**Task to carry out**
The answer is a number and nothing else: the count of lines in these entries containing the word "lamp".

Recorded data:
*****
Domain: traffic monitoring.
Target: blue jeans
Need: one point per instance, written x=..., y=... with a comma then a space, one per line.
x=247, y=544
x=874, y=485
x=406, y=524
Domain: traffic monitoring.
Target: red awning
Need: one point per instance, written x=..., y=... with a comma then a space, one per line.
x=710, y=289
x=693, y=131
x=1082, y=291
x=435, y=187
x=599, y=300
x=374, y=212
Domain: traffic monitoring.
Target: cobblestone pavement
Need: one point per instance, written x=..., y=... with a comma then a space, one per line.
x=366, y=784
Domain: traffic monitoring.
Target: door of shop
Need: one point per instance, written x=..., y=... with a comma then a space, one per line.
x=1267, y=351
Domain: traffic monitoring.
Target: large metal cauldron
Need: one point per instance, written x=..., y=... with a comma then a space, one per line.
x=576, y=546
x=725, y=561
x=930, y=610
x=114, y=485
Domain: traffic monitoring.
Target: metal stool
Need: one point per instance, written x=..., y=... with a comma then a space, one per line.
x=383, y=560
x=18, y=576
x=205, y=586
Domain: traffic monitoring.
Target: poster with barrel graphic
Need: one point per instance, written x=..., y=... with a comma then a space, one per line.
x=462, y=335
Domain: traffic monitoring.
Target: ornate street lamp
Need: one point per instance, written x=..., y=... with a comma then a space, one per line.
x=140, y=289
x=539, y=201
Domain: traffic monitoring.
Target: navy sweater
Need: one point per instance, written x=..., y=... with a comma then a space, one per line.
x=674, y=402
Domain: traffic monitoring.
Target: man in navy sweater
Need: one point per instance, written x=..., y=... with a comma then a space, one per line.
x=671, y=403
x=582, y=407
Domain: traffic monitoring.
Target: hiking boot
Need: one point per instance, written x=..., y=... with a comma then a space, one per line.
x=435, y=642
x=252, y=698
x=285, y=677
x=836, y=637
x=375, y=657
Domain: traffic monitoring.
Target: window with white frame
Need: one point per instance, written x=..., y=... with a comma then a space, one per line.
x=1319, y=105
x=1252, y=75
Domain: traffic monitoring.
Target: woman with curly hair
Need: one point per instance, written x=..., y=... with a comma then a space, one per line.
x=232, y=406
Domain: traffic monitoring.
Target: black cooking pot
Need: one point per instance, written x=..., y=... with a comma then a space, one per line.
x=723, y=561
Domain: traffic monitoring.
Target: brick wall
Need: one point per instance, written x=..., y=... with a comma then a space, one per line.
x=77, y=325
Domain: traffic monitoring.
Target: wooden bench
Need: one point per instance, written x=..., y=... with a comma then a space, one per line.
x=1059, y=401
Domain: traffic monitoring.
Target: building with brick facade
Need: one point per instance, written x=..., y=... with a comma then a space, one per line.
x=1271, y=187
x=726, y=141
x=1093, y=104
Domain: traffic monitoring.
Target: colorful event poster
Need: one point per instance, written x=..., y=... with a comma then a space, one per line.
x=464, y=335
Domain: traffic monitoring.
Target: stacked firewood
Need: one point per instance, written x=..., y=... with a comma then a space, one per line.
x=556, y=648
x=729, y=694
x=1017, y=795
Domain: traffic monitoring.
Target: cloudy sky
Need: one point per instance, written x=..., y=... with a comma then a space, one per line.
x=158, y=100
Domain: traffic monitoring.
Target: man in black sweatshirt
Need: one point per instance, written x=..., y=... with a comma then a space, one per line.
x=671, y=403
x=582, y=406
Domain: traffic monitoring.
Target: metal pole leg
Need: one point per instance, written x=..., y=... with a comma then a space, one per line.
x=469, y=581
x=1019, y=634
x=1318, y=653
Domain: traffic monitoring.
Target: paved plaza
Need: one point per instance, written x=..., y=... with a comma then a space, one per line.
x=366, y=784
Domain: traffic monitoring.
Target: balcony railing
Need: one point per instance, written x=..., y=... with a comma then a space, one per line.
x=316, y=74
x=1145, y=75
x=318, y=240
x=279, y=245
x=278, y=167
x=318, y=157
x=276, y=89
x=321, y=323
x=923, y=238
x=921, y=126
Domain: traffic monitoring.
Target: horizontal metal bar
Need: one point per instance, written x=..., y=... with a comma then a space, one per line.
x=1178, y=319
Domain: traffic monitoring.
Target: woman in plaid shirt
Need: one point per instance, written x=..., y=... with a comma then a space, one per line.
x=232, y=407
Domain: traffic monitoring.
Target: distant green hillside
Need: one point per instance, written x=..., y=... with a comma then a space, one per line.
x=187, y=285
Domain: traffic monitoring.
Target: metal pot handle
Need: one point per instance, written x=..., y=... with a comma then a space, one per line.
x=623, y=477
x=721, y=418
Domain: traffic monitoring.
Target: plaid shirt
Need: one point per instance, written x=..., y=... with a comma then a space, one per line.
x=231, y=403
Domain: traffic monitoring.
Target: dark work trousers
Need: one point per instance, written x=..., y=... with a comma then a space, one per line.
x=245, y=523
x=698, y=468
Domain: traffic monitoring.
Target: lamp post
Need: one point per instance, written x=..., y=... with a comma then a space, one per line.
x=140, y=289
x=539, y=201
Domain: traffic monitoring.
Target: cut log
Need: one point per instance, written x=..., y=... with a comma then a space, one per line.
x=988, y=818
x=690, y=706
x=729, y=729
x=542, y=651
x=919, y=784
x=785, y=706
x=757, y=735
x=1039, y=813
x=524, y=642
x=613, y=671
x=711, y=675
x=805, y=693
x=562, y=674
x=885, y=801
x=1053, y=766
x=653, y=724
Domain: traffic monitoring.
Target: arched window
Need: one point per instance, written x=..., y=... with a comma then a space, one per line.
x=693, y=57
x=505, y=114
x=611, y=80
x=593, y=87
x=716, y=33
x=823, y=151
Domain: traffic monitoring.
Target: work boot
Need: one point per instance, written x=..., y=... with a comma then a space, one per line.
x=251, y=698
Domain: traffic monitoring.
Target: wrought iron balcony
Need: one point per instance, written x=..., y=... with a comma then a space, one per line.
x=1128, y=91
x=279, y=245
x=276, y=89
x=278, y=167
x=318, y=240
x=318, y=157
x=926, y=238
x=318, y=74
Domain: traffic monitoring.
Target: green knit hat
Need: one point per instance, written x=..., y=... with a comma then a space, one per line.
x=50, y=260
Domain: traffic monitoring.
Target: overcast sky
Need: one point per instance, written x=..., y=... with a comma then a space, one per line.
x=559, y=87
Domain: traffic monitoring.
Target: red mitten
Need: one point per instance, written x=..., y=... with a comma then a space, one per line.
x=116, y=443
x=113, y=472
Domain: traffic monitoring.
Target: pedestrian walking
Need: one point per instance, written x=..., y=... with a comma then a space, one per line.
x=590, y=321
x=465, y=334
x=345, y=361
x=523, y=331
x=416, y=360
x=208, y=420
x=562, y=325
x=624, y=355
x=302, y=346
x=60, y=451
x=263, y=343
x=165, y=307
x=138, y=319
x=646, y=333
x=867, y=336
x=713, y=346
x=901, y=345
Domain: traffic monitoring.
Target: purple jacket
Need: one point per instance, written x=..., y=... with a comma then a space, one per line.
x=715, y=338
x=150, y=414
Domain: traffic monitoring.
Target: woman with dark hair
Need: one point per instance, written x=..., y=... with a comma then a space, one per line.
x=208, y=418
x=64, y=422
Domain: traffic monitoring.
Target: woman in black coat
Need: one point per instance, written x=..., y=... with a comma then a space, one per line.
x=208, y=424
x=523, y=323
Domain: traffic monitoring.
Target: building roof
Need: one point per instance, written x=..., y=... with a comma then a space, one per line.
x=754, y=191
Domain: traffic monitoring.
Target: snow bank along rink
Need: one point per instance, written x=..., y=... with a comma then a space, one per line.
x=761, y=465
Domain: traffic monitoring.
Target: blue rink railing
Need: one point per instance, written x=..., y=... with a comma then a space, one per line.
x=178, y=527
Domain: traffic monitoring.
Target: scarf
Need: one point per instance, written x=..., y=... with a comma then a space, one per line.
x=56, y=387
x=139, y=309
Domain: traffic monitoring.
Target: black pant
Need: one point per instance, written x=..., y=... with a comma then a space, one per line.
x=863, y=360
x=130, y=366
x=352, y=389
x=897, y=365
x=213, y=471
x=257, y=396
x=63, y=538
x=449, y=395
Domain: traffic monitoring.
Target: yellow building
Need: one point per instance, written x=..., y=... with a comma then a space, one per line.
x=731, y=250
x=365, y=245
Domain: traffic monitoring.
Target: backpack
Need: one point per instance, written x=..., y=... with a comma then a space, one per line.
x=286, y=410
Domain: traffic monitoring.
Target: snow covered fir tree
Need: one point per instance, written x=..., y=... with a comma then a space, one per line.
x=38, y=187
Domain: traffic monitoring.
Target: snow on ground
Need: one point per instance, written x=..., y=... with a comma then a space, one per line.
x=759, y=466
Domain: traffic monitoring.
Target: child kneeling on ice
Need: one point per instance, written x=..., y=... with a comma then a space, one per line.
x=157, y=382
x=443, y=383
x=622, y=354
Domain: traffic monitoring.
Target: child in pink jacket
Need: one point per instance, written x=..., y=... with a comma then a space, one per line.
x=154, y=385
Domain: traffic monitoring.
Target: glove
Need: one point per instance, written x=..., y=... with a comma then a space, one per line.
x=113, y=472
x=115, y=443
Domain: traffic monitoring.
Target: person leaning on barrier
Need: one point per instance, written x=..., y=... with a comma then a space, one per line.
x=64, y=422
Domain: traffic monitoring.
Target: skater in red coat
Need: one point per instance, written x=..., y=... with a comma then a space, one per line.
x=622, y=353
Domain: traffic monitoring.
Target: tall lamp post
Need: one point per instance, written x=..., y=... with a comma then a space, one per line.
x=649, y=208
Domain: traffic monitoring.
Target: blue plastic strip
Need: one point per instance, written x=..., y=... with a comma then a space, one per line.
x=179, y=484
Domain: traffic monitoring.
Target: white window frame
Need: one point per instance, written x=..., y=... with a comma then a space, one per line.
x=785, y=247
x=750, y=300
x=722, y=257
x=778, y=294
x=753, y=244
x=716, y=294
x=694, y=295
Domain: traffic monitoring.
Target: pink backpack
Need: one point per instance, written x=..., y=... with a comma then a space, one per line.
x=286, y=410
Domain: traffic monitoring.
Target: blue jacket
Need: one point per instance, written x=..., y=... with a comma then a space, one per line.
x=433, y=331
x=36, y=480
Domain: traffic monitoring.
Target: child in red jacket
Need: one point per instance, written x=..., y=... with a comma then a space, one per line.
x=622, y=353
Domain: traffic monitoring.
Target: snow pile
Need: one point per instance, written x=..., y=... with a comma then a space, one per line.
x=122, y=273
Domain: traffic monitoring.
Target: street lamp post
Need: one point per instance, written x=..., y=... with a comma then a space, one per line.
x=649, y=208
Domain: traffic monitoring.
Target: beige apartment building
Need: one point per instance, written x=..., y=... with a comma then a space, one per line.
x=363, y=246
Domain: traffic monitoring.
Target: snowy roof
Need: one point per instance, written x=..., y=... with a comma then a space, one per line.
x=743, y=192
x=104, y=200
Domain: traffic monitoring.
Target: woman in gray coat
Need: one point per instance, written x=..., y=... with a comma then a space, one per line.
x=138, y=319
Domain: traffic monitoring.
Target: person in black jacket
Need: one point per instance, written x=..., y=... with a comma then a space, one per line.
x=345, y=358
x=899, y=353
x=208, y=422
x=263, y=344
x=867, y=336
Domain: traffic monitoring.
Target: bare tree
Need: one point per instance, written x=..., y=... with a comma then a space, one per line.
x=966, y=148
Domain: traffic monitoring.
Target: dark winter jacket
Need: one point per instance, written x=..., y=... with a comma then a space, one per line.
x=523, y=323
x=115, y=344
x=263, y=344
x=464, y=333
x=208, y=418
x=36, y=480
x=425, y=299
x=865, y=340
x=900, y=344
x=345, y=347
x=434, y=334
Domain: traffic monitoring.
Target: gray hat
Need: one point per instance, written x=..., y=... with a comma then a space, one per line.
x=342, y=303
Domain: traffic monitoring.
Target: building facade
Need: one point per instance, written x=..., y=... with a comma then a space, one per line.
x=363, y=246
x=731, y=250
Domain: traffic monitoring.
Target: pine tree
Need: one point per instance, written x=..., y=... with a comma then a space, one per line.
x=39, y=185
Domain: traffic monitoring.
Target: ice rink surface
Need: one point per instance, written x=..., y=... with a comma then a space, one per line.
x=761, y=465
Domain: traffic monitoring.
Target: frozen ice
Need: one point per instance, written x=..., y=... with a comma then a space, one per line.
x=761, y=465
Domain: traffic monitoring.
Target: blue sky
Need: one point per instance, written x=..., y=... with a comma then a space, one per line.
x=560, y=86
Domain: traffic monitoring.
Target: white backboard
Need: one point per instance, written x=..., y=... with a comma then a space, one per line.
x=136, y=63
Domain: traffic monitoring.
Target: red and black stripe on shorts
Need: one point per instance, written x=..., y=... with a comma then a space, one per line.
*****
**Answer space**
4